■ REQUIRED TASK: Extract exactly the range of lines bounded by the line containing "van bumper, the" and the final line of the listing, both ends included, and no other lines.

─── SUPPLIED DATA ───

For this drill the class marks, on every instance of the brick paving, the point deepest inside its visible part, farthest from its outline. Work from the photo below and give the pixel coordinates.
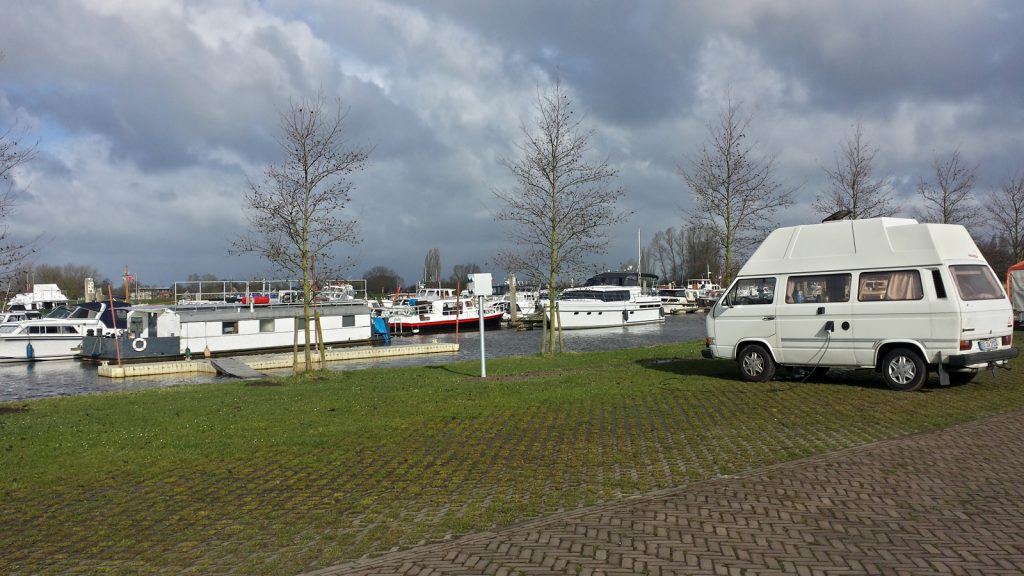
(944, 502)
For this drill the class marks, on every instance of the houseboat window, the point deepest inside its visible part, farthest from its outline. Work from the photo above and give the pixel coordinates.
(976, 282)
(940, 287)
(893, 285)
(820, 288)
(752, 291)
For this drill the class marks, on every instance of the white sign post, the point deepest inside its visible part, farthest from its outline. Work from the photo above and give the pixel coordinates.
(479, 285)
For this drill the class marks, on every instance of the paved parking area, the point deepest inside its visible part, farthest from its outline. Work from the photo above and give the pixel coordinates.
(944, 502)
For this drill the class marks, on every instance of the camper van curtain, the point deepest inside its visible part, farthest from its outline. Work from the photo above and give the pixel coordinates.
(904, 286)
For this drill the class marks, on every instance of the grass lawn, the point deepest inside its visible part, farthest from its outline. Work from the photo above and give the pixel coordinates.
(285, 476)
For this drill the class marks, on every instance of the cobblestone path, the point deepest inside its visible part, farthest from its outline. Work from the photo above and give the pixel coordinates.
(944, 502)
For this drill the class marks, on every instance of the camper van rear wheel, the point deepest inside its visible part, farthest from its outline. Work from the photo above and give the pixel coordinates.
(756, 365)
(902, 369)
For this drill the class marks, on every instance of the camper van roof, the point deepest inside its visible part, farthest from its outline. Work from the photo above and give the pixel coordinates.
(860, 244)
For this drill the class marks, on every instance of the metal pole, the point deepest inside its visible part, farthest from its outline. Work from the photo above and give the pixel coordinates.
(483, 358)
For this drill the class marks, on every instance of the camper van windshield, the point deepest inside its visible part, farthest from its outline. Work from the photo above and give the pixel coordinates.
(752, 291)
(976, 282)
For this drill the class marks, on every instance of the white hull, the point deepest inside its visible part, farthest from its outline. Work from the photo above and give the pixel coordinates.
(52, 347)
(594, 314)
(156, 331)
(59, 335)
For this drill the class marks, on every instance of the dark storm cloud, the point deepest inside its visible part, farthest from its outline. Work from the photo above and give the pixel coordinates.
(181, 100)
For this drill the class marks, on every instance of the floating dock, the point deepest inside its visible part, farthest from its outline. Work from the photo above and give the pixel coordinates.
(258, 363)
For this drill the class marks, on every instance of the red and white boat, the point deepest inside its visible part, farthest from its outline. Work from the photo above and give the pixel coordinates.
(440, 315)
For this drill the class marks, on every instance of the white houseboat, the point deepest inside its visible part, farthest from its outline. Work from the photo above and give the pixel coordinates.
(171, 332)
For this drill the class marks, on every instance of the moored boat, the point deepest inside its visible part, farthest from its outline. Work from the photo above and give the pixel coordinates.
(439, 315)
(43, 297)
(608, 299)
(172, 332)
(678, 300)
(59, 334)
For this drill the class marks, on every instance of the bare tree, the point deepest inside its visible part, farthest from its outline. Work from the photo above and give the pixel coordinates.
(666, 255)
(704, 254)
(13, 153)
(949, 200)
(735, 194)
(1007, 210)
(852, 183)
(562, 205)
(460, 274)
(295, 213)
(432, 265)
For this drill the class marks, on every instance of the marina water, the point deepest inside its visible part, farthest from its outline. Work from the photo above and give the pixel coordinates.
(67, 377)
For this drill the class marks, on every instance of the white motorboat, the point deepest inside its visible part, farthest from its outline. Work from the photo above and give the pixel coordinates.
(609, 299)
(678, 300)
(439, 315)
(59, 334)
(43, 297)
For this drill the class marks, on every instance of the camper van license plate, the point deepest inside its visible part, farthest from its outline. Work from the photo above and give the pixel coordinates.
(988, 343)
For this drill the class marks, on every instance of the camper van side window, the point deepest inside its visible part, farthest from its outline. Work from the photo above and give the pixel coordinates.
(752, 291)
(976, 282)
(940, 287)
(821, 288)
(892, 285)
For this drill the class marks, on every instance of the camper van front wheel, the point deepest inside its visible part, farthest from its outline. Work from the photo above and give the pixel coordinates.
(902, 369)
(756, 365)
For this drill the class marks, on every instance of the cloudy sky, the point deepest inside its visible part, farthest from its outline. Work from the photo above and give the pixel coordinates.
(153, 115)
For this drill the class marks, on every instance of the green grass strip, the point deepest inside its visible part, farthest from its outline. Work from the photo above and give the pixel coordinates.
(289, 475)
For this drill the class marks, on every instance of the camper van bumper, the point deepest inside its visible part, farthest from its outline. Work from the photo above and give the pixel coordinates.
(962, 360)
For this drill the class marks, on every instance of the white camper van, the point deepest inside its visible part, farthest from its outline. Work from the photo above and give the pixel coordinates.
(884, 293)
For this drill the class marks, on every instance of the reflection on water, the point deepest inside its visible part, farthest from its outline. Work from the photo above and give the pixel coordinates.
(65, 377)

───

■ COMPLETE OUTPUT:
For this drill the class marks, on every instance of the camper van bumper, the point deepest inside its visible part, farthest from its outline. Work from the photo above and give the pixel coordinates.
(962, 360)
For this drill the class marks, on every instance of the white camper van, the point deepest inside its visible part, farthest from its outline. Work from the photo above and give the pixel coordinates.
(884, 293)
For this drill the class marks, on every instance of the reflection on water, the point deepest inside its visible part, farthest from its outline. Work from the photo above and give the pixel coordinates.
(65, 377)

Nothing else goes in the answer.